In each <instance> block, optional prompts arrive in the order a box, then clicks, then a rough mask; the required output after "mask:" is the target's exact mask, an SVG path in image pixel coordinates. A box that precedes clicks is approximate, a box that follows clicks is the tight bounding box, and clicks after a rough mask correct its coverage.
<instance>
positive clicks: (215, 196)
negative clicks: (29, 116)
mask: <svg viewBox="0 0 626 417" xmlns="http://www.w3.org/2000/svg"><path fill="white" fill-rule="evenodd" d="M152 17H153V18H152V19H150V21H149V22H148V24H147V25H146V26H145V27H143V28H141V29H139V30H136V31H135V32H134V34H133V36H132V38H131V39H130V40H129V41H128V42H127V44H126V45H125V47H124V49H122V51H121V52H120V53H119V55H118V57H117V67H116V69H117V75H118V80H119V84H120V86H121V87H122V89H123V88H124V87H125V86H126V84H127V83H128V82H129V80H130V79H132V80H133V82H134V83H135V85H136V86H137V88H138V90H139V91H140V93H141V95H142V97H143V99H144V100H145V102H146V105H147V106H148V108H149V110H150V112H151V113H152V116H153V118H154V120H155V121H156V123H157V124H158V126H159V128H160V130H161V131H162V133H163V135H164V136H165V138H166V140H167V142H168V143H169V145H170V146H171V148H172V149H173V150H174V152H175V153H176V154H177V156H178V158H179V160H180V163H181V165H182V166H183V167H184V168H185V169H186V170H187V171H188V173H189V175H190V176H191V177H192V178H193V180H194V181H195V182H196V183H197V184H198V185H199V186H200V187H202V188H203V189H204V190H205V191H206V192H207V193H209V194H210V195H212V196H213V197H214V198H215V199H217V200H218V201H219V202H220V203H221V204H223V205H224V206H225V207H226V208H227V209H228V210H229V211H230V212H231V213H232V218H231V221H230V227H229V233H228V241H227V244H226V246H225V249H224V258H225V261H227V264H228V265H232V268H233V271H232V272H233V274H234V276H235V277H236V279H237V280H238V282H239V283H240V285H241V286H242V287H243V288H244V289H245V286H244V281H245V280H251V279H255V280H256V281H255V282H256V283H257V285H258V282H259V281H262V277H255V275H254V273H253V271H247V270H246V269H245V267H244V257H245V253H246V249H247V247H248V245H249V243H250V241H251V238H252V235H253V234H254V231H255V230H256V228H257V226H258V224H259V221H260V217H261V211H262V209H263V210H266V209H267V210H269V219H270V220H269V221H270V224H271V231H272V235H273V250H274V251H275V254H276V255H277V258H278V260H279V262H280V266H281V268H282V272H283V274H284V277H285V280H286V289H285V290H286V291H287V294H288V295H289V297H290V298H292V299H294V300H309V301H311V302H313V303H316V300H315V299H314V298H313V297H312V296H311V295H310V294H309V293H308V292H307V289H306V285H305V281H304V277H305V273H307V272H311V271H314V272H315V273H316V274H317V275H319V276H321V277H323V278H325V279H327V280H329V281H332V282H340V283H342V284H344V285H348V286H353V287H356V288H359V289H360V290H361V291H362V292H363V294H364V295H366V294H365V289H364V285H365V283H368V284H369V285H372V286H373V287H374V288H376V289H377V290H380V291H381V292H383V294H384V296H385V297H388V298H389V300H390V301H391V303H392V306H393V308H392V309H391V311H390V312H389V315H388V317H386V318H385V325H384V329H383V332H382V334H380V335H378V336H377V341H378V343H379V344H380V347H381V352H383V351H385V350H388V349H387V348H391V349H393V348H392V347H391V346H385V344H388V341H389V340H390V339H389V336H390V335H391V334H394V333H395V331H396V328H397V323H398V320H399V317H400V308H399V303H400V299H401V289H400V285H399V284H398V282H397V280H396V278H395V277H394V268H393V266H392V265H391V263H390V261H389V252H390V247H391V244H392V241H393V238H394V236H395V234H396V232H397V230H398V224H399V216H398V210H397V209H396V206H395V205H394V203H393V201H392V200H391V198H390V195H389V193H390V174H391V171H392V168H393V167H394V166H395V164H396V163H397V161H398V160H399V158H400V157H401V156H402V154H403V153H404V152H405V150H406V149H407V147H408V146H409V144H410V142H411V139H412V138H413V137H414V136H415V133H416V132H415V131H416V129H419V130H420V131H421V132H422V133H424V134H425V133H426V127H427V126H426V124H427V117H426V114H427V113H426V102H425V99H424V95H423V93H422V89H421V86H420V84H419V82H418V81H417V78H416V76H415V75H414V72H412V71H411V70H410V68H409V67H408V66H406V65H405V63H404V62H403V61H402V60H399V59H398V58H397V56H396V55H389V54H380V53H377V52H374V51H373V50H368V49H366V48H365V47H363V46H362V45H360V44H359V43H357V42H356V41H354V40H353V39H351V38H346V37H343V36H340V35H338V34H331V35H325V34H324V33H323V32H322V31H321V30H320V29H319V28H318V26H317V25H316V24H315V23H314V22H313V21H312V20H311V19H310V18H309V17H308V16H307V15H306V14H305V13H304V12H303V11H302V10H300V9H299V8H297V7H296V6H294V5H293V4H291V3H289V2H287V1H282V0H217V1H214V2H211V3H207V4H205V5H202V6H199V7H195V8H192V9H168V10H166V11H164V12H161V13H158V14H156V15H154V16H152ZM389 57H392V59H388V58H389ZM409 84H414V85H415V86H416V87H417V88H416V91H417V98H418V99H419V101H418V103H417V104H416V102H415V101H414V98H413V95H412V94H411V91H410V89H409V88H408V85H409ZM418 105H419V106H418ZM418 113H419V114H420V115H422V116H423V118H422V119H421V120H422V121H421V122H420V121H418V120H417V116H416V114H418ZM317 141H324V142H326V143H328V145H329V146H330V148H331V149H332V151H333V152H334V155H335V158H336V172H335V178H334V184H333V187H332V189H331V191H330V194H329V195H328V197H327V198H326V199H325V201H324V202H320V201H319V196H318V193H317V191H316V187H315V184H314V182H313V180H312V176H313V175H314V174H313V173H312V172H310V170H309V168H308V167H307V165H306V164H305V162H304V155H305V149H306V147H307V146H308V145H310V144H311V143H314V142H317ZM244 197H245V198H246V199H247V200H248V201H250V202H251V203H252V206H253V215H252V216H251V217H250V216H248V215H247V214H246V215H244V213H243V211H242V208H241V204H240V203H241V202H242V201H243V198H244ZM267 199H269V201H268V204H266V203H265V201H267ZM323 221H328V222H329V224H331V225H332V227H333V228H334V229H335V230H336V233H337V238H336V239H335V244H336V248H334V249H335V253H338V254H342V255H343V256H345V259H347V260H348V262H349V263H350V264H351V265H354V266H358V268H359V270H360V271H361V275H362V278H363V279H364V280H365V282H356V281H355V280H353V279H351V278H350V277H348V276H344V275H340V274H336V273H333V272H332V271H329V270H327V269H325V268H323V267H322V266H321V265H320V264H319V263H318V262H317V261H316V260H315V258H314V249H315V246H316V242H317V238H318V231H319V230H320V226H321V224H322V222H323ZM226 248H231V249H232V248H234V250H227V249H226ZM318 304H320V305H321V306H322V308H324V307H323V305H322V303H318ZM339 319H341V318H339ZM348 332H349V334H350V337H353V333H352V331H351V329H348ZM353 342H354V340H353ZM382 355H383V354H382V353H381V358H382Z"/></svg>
* * *
=== DIRECTIONS ===
Retype the listing above in full, exactly as it stands.

=== YOUR RESPONSE ===
In each <instance> block, optional prompts arrive in the order a box, then clicks, then a rough mask; the required output after "mask:" is the target's exact mask, an SVG path in image pixel coordinates. A box that precedes clicks is approximate, a box that follows clicks is the tight bounding box, and clicks after a rough mask correct its coverage.
<instance>
positive clicks: (215, 196)
negative clicks: (29, 116)
mask: <svg viewBox="0 0 626 417" xmlns="http://www.w3.org/2000/svg"><path fill="white" fill-rule="evenodd" d="M152 17H153V18H152V19H150V21H149V22H148V24H147V25H146V26H145V27H143V28H141V29H139V30H136V31H135V32H134V34H133V36H132V38H131V39H130V40H129V41H128V42H127V44H126V45H125V47H124V49H122V51H121V52H120V53H119V55H118V57H117V67H116V69H117V75H118V80H119V84H120V86H121V87H122V89H123V88H124V87H125V86H126V84H127V83H128V82H129V80H130V79H132V80H133V82H134V83H135V85H136V86H137V88H138V90H139V91H140V93H141V95H142V97H143V99H144V100H145V102H146V105H147V106H148V108H149V110H150V112H151V113H152V116H153V118H154V120H155V121H156V123H157V124H158V126H159V128H160V130H161V131H162V133H163V135H164V136H165V138H166V140H167V142H168V143H169V145H170V146H171V148H172V149H173V150H174V152H175V153H176V154H177V156H178V158H179V160H180V163H181V165H182V166H183V167H184V168H185V169H186V170H187V171H188V173H189V175H190V176H191V177H192V178H193V180H194V181H195V182H196V183H197V184H198V185H199V186H200V187H202V188H203V189H204V190H205V191H206V192H207V193H209V194H210V195H212V196H213V197H214V198H215V199H217V200H218V201H219V202H220V203H221V204H223V205H224V206H225V207H226V208H227V209H228V210H229V211H230V212H231V213H232V218H231V221H230V227H229V233H228V241H227V244H226V246H225V249H224V258H225V261H227V264H228V265H232V268H233V271H232V272H233V274H234V276H235V277H236V279H237V280H238V282H239V283H240V285H241V286H242V287H243V288H244V289H245V286H244V281H245V280H251V279H255V280H256V281H255V282H256V283H257V285H258V282H259V281H262V277H255V275H254V273H253V271H247V270H246V269H245V267H244V257H245V253H246V249H247V247H248V245H249V243H250V241H251V238H252V235H253V234H254V231H255V230H256V228H257V226H258V224H259V221H260V217H261V211H262V209H263V210H266V209H267V210H269V219H270V220H269V221H270V224H271V231H272V235H273V250H274V251H275V254H276V255H277V258H278V260H279V262H280V266H281V268H282V272H283V274H284V277H285V280H286V289H285V290H286V291H287V294H288V295H289V297H290V298H292V299H294V300H309V301H311V302H313V303H316V300H315V299H314V298H313V297H312V296H311V295H310V294H309V293H308V292H307V289H306V285H305V281H304V277H305V273H307V272H311V271H314V272H315V273H316V274H317V275H319V276H321V277H323V278H325V279H327V280H329V281H332V282H340V283H342V284H344V285H348V286H353V287H356V288H359V289H360V290H361V291H362V292H363V294H364V295H366V294H365V289H364V285H365V283H368V284H369V285H372V286H373V287H374V288H376V289H377V290H380V291H381V292H383V294H384V296H385V297H388V298H389V300H390V301H391V303H392V306H393V308H392V309H391V311H390V312H389V315H388V317H386V318H385V325H384V329H383V332H382V334H380V335H378V336H377V341H378V343H379V344H380V347H381V352H383V351H385V350H388V349H387V348H391V349H393V348H392V347H391V346H385V344H388V341H389V340H390V339H389V336H390V335H391V334H394V333H395V331H396V328H397V323H398V320H399V317H400V308H399V303H400V299H401V289H400V285H399V284H398V282H397V280H396V278H395V277H394V268H393V266H392V265H391V263H390V261H389V252H390V247H391V244H392V241H393V238H394V236H395V234H396V232H397V230H398V224H399V216H398V210H397V209H396V206H395V205H394V203H393V201H392V200H391V198H390V195H389V193H390V174H391V171H392V168H393V167H394V166H395V164H396V163H397V161H398V160H399V158H400V157H401V156H402V154H403V153H404V152H405V150H406V149H407V147H408V146H409V144H410V142H411V139H412V138H413V137H414V136H415V133H416V132H415V131H416V129H419V130H420V131H421V132H422V133H424V134H425V133H426V127H427V126H426V124H427V117H426V114H427V113H426V102H425V99H424V95H423V93H422V89H421V86H420V84H419V82H418V81H417V78H416V76H415V75H414V72H412V71H411V70H410V68H409V67H408V66H406V65H405V63H404V62H403V61H402V60H399V59H398V58H397V56H396V55H389V54H380V53H377V52H374V51H373V50H368V49H366V48H365V47H363V46H362V45H360V44H359V43H357V42H356V41H354V40H353V39H351V38H346V37H343V36H340V35H338V34H331V35H325V34H324V33H323V32H322V31H321V30H320V29H319V28H318V26H317V25H316V24H315V23H314V22H313V21H312V20H311V19H310V18H309V17H308V16H307V15H306V14H305V13H304V12H303V11H302V10H300V9H299V8H297V7H296V6H294V5H293V4H291V3H289V2H287V1H282V0H217V1H214V2H211V3H207V4H205V5H202V6H199V7H195V8H192V9H168V10H166V11H164V12H161V13H158V14H156V15H154V16H152ZM389 57H392V59H388V58H389ZM409 84H414V85H415V86H416V87H417V88H416V91H417V98H418V99H419V101H418V103H417V104H416V102H415V101H414V98H413V95H412V94H411V91H410V89H409V88H408V85H409ZM418 105H419V106H418ZM418 113H419V114H420V115H422V116H423V118H422V119H421V120H422V121H421V122H420V121H418V120H417V116H416V114H418ZM317 141H324V142H326V143H328V145H329V146H330V148H331V149H332V151H333V152H334V155H335V158H336V172H335V178H334V184H333V187H332V189H331V191H330V194H329V195H328V197H327V198H326V199H325V201H324V202H320V201H319V196H318V193H317V191H316V187H315V184H314V182H313V180H312V176H313V175H314V174H313V173H312V172H310V170H309V168H308V167H307V165H306V164H305V162H304V155H305V149H306V147H307V146H308V145H310V144H311V143H314V142H317ZM244 197H245V198H246V199H247V200H248V201H250V202H251V203H252V206H253V215H252V216H251V217H250V216H248V215H247V214H246V215H244V213H243V211H242V208H241V204H240V203H241V202H242V201H243V198H244ZM267 199H269V201H268V204H266V203H265V201H267ZM323 221H328V222H329V224H331V225H332V227H333V228H334V229H335V230H336V233H337V238H336V239H335V244H336V248H334V249H335V253H338V254H342V255H343V256H345V259H347V260H348V262H349V263H350V264H351V265H354V266H358V268H359V270H360V271H361V275H362V278H363V279H364V280H365V282H356V281H355V280H353V279H351V278H350V277H348V276H344V275H340V274H336V273H333V272H332V271H329V270H327V269H325V268H323V267H322V266H321V265H320V264H319V263H318V262H317V261H316V260H315V258H314V249H315V246H316V242H317V238H318V231H319V230H320V226H321V224H322V222H323ZM226 248H231V249H232V248H234V250H227V249H226ZM318 304H320V305H321V306H322V308H324V307H323V305H322V303H318ZM339 319H341V318H339ZM348 332H349V334H350V337H353V333H352V331H351V329H348ZM353 342H354V340H353ZM382 355H383V354H382V353H381V358H382Z"/></svg>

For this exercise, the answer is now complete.